'''
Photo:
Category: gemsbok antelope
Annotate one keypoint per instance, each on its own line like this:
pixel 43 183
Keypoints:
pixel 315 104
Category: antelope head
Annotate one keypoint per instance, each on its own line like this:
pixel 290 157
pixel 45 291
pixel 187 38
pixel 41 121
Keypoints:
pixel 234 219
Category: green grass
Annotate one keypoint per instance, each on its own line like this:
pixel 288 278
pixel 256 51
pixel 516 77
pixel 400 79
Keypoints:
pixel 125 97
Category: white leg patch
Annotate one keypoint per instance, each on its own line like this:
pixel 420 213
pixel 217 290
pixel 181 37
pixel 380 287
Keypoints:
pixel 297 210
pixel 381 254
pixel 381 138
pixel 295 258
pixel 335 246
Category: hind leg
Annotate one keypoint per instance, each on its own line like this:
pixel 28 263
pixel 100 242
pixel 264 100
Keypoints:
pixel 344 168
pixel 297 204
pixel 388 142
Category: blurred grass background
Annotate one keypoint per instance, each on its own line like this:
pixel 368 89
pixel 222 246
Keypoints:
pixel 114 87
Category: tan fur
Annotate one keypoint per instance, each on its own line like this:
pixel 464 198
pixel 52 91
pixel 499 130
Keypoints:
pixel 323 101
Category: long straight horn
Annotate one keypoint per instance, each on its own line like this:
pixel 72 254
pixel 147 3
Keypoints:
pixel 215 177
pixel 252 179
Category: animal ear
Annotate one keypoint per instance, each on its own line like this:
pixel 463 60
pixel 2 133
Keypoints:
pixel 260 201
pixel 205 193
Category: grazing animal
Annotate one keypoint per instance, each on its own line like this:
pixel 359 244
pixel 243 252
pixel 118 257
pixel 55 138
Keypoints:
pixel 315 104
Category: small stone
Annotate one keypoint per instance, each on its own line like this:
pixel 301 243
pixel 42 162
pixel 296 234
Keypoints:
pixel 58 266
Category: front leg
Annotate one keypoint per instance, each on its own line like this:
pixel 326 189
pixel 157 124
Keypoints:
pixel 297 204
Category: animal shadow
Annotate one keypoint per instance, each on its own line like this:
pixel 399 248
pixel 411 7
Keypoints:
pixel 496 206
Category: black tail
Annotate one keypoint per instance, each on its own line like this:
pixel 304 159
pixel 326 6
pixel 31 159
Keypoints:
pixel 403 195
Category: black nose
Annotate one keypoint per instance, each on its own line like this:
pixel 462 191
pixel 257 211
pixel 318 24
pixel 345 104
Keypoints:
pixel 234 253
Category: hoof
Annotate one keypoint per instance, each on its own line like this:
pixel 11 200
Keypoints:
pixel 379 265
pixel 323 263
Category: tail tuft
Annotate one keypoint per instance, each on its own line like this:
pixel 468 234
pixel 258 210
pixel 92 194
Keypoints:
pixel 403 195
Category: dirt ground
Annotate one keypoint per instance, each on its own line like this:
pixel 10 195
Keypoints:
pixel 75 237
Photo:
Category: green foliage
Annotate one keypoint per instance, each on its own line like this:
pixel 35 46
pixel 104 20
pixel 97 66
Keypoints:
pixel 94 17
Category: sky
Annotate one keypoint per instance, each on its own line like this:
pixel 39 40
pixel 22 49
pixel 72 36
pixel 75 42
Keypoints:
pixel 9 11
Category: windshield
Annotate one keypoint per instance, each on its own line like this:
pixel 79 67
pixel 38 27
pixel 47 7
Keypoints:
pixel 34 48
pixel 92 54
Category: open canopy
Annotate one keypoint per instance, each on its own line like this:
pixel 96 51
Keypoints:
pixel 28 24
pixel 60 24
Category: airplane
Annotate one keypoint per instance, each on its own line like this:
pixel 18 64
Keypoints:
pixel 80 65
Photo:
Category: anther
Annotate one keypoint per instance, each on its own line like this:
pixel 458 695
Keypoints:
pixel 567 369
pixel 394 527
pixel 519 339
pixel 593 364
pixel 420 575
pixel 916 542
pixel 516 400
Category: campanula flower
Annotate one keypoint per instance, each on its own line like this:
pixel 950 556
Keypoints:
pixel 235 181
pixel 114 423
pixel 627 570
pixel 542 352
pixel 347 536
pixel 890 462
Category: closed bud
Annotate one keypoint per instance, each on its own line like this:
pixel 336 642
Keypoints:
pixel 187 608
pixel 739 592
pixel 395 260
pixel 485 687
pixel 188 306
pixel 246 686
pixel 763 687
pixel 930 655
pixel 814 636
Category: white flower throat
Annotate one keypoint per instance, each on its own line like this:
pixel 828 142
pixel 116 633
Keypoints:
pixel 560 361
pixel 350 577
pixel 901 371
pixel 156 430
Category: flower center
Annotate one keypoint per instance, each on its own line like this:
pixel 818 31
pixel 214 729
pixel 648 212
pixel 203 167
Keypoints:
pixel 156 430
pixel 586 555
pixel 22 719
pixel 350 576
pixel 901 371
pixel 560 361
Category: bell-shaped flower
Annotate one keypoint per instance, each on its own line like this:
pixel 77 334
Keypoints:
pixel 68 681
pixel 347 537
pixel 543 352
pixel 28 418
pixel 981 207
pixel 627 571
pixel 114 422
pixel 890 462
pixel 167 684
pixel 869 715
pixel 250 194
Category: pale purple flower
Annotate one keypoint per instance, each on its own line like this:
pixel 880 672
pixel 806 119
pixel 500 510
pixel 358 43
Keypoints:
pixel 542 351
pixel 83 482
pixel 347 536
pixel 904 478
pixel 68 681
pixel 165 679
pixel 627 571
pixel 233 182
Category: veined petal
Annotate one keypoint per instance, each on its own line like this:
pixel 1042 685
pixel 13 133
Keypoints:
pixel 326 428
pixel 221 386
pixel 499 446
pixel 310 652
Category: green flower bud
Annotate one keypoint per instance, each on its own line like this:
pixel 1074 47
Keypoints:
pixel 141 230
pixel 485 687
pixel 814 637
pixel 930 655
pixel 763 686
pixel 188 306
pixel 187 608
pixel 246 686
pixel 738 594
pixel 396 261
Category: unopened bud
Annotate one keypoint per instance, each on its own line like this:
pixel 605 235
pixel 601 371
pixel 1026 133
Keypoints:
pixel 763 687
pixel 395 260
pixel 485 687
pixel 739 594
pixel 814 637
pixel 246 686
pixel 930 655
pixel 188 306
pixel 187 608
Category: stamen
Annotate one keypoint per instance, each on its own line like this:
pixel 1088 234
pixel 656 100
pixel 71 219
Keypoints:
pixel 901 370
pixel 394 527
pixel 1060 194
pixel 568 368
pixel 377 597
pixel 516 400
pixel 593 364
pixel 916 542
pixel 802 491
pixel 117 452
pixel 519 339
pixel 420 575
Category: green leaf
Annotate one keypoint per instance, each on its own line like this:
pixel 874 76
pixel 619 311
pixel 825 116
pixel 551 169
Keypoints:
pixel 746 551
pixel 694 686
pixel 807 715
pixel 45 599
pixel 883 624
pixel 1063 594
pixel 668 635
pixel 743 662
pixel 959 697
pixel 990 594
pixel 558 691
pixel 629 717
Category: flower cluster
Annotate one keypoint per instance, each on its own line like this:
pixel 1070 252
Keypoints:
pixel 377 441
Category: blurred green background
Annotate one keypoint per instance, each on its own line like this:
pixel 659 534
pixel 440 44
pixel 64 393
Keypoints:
'''
§ EXERCISE DETAILS:
Copy all lines from the material that include "animal".

§ ANSWER BELOW:
Category: animal ear
Category: grazing animal
Category: animal shadow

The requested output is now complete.